Please answer from the Black Death text: how many people does one contemporary account estimate may have died in the Plague of Justinian?

- Excerpted passage -

= = = = = = =

The Black Death |
Estimates vary for the number of people killed by the Black Death that ravaged Europe from 1347 to 1351. But the number was certainly in the tens of millions; it is thought that as much as half of the entire European population at the time may have died.
Around 800 years before the Black Death hit Europe another plague swept through what was then the Eastern Roman, or Byzantine, Empire. Known as the Plague of Justinian. Again, estimates of the number of deaths vary, but they were likely also in the tens of millions, with one contemporary account estimating that as many as 100 million people may have died.
David Wagner, professor at Northern Arizona University in Flagstaff and the lead author of a new scientific paper says.
“In my mind, pretty much all plague [Y. pestis] strains around the world are capable of causing human disease, and if conditions were right, would probably be capable of causing these large pandemics again," But Wagner also stated he doesn’t think that there’s much of a chance of that happening. “What’s changed is not the organism. What’s changed is humans and the human condition,” he says. “Hygiene has improved immensely … you don’t just have rats all over the place like you might have had during the time of the major pandemics.” We also have antibiotics. “Plague is highly susceptible to simple modern antibiotics,”
So while the Black Death should probably not keep you up at night it is something that the world needs to keep an eye on.

= = = = = = =

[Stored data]
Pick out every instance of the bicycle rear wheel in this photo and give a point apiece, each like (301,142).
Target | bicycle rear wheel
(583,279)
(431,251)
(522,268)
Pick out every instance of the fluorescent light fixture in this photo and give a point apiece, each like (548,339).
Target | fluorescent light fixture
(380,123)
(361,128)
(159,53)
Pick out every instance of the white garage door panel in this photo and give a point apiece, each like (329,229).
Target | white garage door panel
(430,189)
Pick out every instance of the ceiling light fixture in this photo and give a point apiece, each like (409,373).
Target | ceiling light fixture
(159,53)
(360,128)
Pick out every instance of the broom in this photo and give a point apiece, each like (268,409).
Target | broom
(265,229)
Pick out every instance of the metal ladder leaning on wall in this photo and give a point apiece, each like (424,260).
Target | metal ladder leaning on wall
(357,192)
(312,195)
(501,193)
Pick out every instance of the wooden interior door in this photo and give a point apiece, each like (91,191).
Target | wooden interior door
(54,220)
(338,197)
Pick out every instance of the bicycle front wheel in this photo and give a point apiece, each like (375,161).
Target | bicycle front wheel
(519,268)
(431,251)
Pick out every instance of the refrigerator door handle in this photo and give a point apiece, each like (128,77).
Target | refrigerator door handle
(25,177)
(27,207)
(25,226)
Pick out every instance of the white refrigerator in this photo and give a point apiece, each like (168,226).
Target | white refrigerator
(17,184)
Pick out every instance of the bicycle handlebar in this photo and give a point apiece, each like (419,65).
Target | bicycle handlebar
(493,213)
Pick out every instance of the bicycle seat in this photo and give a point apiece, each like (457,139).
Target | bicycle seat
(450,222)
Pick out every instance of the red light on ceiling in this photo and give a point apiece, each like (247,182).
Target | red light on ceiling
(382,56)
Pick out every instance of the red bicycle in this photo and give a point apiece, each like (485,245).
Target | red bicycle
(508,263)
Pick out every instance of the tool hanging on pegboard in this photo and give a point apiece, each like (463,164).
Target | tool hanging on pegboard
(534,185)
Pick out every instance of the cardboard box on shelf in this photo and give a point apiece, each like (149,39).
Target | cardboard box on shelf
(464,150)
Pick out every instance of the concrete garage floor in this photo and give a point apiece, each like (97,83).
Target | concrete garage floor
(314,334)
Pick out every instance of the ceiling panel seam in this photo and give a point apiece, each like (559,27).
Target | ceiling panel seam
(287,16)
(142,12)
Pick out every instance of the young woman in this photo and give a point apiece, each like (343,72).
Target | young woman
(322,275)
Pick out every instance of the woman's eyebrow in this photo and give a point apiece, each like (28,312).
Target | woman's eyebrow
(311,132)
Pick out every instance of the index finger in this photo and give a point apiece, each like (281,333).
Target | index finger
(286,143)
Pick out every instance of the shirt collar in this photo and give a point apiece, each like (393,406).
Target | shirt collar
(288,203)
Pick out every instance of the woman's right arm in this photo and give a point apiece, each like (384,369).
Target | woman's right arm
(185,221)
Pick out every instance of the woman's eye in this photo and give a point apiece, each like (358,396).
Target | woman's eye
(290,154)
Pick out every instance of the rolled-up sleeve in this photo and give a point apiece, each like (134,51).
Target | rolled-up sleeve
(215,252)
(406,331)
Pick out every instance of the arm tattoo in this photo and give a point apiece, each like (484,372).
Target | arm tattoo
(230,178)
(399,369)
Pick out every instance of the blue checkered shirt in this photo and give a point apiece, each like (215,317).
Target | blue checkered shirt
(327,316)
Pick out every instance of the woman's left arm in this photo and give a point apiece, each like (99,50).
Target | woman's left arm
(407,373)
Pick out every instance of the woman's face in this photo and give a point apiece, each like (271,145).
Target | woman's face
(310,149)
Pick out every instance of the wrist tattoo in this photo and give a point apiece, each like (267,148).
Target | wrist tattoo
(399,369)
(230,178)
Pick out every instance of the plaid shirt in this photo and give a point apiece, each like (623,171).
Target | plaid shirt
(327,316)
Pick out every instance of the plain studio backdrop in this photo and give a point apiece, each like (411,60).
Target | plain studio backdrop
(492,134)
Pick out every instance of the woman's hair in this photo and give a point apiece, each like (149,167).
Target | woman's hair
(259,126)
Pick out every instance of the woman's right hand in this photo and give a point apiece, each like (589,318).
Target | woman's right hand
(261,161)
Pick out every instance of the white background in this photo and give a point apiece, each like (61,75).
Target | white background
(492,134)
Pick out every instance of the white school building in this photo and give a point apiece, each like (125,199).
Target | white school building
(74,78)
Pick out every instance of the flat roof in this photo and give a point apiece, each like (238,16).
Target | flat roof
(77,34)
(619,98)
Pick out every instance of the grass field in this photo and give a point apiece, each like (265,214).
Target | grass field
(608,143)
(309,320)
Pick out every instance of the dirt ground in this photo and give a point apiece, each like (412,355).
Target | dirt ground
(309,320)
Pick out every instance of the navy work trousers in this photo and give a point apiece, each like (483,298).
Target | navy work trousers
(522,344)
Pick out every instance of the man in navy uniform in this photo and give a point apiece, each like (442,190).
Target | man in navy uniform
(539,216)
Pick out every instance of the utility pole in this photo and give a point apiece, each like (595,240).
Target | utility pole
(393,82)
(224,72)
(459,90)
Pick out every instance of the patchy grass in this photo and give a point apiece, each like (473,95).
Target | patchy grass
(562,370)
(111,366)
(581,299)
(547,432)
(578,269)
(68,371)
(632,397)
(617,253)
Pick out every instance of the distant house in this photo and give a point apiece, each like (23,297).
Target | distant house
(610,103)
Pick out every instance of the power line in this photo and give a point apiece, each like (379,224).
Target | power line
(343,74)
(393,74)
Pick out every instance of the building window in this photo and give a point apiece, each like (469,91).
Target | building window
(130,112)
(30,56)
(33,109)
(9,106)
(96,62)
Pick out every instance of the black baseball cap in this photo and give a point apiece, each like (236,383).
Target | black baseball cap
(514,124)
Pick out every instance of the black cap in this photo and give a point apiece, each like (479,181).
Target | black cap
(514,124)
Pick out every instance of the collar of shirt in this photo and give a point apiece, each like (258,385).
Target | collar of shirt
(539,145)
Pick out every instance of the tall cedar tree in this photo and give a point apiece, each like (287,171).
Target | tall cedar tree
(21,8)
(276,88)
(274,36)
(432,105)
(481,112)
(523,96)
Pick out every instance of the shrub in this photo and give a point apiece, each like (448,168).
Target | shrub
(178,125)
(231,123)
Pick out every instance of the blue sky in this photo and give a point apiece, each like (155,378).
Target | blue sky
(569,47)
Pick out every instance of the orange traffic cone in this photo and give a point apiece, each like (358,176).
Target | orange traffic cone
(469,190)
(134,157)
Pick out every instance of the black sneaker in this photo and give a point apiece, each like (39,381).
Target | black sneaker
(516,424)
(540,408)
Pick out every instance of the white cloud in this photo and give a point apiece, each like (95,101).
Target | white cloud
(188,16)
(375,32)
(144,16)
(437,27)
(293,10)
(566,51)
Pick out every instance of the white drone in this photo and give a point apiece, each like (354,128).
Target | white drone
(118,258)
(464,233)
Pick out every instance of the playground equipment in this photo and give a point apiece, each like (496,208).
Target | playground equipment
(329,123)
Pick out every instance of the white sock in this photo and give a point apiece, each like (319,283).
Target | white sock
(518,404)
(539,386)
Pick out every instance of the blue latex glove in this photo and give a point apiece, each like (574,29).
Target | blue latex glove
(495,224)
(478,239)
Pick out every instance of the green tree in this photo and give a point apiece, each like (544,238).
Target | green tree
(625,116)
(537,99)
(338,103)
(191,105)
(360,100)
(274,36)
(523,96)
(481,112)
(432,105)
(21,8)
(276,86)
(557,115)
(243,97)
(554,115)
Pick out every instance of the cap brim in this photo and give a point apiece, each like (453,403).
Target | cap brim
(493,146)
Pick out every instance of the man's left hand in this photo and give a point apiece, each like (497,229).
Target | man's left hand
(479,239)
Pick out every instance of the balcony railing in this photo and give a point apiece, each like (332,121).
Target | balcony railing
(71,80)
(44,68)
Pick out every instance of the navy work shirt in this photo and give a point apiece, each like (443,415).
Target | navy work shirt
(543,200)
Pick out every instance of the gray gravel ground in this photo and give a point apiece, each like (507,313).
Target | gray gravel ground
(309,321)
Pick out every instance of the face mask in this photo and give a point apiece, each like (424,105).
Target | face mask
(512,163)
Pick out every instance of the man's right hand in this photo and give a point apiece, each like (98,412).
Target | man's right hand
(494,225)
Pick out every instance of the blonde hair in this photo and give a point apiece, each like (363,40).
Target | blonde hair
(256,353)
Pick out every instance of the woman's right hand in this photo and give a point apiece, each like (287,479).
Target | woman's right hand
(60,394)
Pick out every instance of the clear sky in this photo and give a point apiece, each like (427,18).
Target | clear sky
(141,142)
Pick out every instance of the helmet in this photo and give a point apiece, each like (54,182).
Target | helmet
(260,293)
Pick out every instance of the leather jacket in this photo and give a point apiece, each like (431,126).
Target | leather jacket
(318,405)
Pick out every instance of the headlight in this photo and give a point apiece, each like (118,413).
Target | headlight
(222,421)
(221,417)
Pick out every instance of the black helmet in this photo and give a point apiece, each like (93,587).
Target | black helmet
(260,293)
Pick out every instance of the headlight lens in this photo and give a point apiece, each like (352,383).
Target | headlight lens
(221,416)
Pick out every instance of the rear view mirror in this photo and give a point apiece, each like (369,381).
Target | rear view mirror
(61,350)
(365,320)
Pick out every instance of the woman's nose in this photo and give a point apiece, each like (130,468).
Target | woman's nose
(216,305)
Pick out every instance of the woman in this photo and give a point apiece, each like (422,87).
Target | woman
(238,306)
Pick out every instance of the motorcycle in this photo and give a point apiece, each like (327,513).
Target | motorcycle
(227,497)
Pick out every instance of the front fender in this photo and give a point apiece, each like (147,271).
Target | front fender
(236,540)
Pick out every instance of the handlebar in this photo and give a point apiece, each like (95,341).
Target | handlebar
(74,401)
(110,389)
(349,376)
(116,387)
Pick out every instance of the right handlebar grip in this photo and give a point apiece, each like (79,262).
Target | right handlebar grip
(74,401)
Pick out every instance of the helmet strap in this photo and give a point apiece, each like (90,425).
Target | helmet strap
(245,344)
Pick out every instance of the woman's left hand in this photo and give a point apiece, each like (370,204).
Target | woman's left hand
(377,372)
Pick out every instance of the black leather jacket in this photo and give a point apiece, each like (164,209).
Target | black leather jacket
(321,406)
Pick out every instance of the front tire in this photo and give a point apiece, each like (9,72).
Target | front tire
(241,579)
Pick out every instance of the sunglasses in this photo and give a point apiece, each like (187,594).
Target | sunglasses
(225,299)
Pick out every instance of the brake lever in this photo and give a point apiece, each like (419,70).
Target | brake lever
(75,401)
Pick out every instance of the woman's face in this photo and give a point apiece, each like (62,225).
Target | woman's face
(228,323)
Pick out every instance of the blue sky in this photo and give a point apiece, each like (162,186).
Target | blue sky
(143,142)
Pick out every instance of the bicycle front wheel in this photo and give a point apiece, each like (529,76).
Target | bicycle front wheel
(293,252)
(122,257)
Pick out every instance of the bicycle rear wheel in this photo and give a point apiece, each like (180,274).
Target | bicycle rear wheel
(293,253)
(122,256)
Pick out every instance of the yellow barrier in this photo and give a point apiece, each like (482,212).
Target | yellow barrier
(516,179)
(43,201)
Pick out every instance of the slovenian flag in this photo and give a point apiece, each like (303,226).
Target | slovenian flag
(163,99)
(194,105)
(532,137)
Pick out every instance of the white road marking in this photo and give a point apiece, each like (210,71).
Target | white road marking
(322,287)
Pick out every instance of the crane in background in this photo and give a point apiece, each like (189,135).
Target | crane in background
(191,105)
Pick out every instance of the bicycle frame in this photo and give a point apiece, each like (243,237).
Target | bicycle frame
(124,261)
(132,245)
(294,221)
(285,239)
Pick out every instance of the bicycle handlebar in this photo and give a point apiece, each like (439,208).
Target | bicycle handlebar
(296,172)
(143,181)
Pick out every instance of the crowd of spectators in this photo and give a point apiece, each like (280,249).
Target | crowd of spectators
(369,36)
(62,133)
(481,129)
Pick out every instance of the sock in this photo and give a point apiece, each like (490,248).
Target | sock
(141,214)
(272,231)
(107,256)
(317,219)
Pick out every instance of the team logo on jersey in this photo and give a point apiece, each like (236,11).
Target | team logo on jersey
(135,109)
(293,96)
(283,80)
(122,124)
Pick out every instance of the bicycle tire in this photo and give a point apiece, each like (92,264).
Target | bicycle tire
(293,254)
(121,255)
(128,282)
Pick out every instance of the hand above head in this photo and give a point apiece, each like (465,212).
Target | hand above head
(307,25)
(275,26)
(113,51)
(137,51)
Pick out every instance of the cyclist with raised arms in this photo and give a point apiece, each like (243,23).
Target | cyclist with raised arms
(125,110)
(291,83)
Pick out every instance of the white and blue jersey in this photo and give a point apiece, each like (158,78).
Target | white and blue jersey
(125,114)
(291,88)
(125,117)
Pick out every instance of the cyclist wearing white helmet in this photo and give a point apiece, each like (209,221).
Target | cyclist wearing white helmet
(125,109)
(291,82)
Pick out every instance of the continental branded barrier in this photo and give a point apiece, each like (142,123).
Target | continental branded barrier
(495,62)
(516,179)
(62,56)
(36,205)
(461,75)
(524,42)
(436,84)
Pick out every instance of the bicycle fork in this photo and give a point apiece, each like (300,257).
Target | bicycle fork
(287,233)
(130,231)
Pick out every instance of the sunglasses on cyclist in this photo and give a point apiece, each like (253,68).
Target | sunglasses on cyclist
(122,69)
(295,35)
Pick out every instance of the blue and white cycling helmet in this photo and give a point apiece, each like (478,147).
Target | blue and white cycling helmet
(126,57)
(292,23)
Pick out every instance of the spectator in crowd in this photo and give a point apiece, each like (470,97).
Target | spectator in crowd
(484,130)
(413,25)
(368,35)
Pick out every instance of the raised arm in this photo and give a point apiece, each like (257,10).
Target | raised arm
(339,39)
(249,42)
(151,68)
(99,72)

= = = = = = =

- Result of the task -
As many as 100 million people.